==== Dataset records

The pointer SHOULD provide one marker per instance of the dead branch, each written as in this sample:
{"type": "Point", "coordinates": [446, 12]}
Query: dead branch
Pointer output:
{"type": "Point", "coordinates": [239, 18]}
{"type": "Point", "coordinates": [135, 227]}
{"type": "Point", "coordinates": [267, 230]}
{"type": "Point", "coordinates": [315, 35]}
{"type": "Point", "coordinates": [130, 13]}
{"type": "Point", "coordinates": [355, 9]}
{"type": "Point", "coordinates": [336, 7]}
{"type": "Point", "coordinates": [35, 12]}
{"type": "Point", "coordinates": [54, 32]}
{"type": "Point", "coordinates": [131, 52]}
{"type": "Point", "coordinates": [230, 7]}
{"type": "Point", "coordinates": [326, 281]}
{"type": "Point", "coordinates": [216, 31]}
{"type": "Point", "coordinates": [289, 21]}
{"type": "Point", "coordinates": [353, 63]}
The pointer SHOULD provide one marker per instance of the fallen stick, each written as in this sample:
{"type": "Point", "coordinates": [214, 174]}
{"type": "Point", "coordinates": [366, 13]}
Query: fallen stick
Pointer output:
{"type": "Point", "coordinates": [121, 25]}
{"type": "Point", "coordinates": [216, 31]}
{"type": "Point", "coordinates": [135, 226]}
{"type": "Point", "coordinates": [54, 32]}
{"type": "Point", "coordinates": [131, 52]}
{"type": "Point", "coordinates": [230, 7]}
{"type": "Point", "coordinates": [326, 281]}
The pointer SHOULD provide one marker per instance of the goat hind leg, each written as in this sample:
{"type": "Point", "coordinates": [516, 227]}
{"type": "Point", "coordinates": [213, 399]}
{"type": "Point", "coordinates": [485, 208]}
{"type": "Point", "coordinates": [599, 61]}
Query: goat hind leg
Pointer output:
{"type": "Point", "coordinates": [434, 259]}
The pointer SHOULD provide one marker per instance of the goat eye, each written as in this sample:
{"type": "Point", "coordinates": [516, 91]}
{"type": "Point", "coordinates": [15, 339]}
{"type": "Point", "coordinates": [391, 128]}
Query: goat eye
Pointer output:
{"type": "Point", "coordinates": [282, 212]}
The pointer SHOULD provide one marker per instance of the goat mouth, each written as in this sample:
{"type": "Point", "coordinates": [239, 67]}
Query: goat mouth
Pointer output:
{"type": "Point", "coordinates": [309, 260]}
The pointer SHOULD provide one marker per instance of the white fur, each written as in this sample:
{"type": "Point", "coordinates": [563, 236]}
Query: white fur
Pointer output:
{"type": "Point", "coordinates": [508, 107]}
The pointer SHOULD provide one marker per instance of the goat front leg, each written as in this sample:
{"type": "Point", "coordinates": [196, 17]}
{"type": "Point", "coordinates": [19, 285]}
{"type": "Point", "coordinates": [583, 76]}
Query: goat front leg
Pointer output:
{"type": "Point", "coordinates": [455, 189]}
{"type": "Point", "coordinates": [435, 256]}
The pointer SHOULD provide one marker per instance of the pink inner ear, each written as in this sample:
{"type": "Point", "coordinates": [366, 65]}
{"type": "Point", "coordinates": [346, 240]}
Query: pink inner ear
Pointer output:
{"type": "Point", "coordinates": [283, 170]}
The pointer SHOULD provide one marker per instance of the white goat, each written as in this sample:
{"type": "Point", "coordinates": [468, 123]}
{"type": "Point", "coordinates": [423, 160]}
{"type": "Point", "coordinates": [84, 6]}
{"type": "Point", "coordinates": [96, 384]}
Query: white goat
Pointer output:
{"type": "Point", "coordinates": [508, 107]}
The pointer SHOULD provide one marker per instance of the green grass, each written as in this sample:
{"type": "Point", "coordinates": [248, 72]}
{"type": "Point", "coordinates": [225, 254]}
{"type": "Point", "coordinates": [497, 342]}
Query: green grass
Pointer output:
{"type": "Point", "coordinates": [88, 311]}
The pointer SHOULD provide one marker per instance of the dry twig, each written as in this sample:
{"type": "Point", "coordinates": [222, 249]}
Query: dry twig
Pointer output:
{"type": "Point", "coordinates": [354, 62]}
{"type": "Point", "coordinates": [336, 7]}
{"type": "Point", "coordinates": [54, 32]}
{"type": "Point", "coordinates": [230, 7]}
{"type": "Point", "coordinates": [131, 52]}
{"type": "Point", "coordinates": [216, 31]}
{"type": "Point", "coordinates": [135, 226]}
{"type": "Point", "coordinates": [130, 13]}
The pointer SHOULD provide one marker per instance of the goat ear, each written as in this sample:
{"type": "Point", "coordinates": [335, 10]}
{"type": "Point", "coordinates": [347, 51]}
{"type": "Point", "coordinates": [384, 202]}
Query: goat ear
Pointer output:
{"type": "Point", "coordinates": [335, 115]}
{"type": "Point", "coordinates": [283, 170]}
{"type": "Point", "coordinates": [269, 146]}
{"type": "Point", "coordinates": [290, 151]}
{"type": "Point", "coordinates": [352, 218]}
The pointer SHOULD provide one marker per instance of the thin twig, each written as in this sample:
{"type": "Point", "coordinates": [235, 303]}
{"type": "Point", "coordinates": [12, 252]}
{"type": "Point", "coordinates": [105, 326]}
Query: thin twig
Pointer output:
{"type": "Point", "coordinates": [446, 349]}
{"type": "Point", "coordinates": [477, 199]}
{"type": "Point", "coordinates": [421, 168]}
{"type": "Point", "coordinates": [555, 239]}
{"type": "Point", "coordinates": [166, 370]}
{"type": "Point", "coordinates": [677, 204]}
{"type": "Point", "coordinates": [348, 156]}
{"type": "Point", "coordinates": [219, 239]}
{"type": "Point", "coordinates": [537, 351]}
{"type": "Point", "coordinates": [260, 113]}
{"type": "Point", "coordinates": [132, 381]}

========

Would you reproduce the material above in full, exactly as given?

The pointer SHOULD provide one marker per instance of the dead branch, each written as in this sample:
{"type": "Point", "coordinates": [446, 12]}
Query: dead branch
Pointer output:
{"type": "Point", "coordinates": [239, 18]}
{"type": "Point", "coordinates": [135, 227]}
{"type": "Point", "coordinates": [267, 230]}
{"type": "Point", "coordinates": [315, 35]}
{"type": "Point", "coordinates": [130, 13]}
{"type": "Point", "coordinates": [355, 9]}
{"type": "Point", "coordinates": [336, 7]}
{"type": "Point", "coordinates": [35, 12]}
{"type": "Point", "coordinates": [54, 32]}
{"type": "Point", "coordinates": [131, 52]}
{"type": "Point", "coordinates": [230, 7]}
{"type": "Point", "coordinates": [326, 281]}
{"type": "Point", "coordinates": [216, 31]}
{"type": "Point", "coordinates": [289, 21]}
{"type": "Point", "coordinates": [353, 63]}
The pointer SHOULD provide one marker per instance of the fallen stick, each written as in this sample:
{"type": "Point", "coordinates": [214, 174]}
{"type": "Point", "coordinates": [366, 13]}
Query: fallen stick
Pointer output:
{"type": "Point", "coordinates": [121, 25]}
{"type": "Point", "coordinates": [216, 31]}
{"type": "Point", "coordinates": [135, 226]}
{"type": "Point", "coordinates": [54, 32]}
{"type": "Point", "coordinates": [131, 52]}
{"type": "Point", "coordinates": [230, 7]}
{"type": "Point", "coordinates": [326, 281]}
The pointer SHOULD provide one marker per instance of the goat hind leg, each written as in this sample:
{"type": "Point", "coordinates": [516, 227]}
{"type": "Point", "coordinates": [213, 399]}
{"type": "Point", "coordinates": [485, 208]}
{"type": "Point", "coordinates": [599, 61]}
Query: goat hind leg
Pointer output:
{"type": "Point", "coordinates": [434, 259]}
The pointer SHOULD provide one marker per instance of the goat eye, each written as in this sample:
{"type": "Point", "coordinates": [516, 91]}
{"type": "Point", "coordinates": [15, 339]}
{"type": "Point", "coordinates": [391, 128]}
Query: goat eye
Pointer output:
{"type": "Point", "coordinates": [282, 212]}
The pointer SHOULD provide one marker per instance of the goat mouth, each written as in this sample:
{"type": "Point", "coordinates": [239, 67]}
Query: goat mouth
Pointer output:
{"type": "Point", "coordinates": [309, 260]}
The pointer SHOULD provide one marker per instance of the white fur, each written as in this sample:
{"type": "Point", "coordinates": [563, 236]}
Query: white fur
Pointer output:
{"type": "Point", "coordinates": [508, 107]}
The pointer SHOULD provide one marker per instance of the goat front leg, each written as in this sample:
{"type": "Point", "coordinates": [196, 17]}
{"type": "Point", "coordinates": [19, 285]}
{"type": "Point", "coordinates": [583, 76]}
Query: goat front leg
Pointer output:
{"type": "Point", "coordinates": [455, 189]}
{"type": "Point", "coordinates": [435, 256]}
The pointer SHOULD provide one marker per instance of the pink inner ear, each written as in this sample:
{"type": "Point", "coordinates": [366, 65]}
{"type": "Point", "coordinates": [346, 240]}
Query: pink inner ear
Pointer output:
{"type": "Point", "coordinates": [283, 170]}
The pointer SHOULD provide one marker per instance of the white goat, each written as in this sample:
{"type": "Point", "coordinates": [468, 123]}
{"type": "Point", "coordinates": [423, 160]}
{"type": "Point", "coordinates": [84, 6]}
{"type": "Point", "coordinates": [96, 384]}
Query: white goat
Pointer output:
{"type": "Point", "coordinates": [508, 107]}
The pointer SHOULD provide one marker per instance of the green grass, each written as in this sample:
{"type": "Point", "coordinates": [248, 72]}
{"type": "Point", "coordinates": [225, 254]}
{"type": "Point", "coordinates": [497, 342]}
Query: green grass
Pointer output:
{"type": "Point", "coordinates": [88, 311]}
The pointer SHOULD provide one marker per instance of the dry twig, each written as in this sample:
{"type": "Point", "coordinates": [222, 249]}
Query: dry twig
Pointer output:
{"type": "Point", "coordinates": [354, 62]}
{"type": "Point", "coordinates": [336, 7]}
{"type": "Point", "coordinates": [54, 32]}
{"type": "Point", "coordinates": [230, 7]}
{"type": "Point", "coordinates": [131, 52]}
{"type": "Point", "coordinates": [216, 31]}
{"type": "Point", "coordinates": [135, 226]}
{"type": "Point", "coordinates": [130, 13]}
The pointer SHOULD provide one marker per instance of the goat ear, each written as in this sample:
{"type": "Point", "coordinates": [335, 10]}
{"type": "Point", "coordinates": [347, 51]}
{"type": "Point", "coordinates": [384, 202]}
Query: goat ear
Pointer output:
{"type": "Point", "coordinates": [335, 115]}
{"type": "Point", "coordinates": [283, 170]}
{"type": "Point", "coordinates": [269, 146]}
{"type": "Point", "coordinates": [290, 151]}
{"type": "Point", "coordinates": [352, 218]}
The pointer SHOULD provide one marker per instance of the thin twig, each written as in this sample:
{"type": "Point", "coordinates": [235, 303]}
{"type": "Point", "coordinates": [12, 252]}
{"type": "Point", "coordinates": [105, 326]}
Query: thin twig
Pointer output:
{"type": "Point", "coordinates": [446, 349]}
{"type": "Point", "coordinates": [477, 199]}
{"type": "Point", "coordinates": [421, 168]}
{"type": "Point", "coordinates": [555, 239]}
{"type": "Point", "coordinates": [166, 370]}
{"type": "Point", "coordinates": [677, 204]}
{"type": "Point", "coordinates": [348, 156]}
{"type": "Point", "coordinates": [219, 239]}
{"type": "Point", "coordinates": [537, 351]}
{"type": "Point", "coordinates": [260, 113]}
{"type": "Point", "coordinates": [132, 381]}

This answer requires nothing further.